Can you transcribe every record below exactly as it appears?
Data for the task below:
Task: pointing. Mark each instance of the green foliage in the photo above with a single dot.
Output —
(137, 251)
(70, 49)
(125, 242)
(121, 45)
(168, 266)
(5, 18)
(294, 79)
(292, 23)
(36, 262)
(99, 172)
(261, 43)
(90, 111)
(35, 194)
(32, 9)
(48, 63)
End of Data for the task.
◆ Reply:
Task: pointing. Mark each instance of the green foliage in the photo above with a single dot.
Output —
(137, 251)
(70, 49)
(125, 242)
(121, 45)
(168, 266)
(5, 18)
(294, 79)
(292, 23)
(36, 262)
(99, 172)
(261, 43)
(90, 111)
(35, 194)
(32, 9)
(48, 63)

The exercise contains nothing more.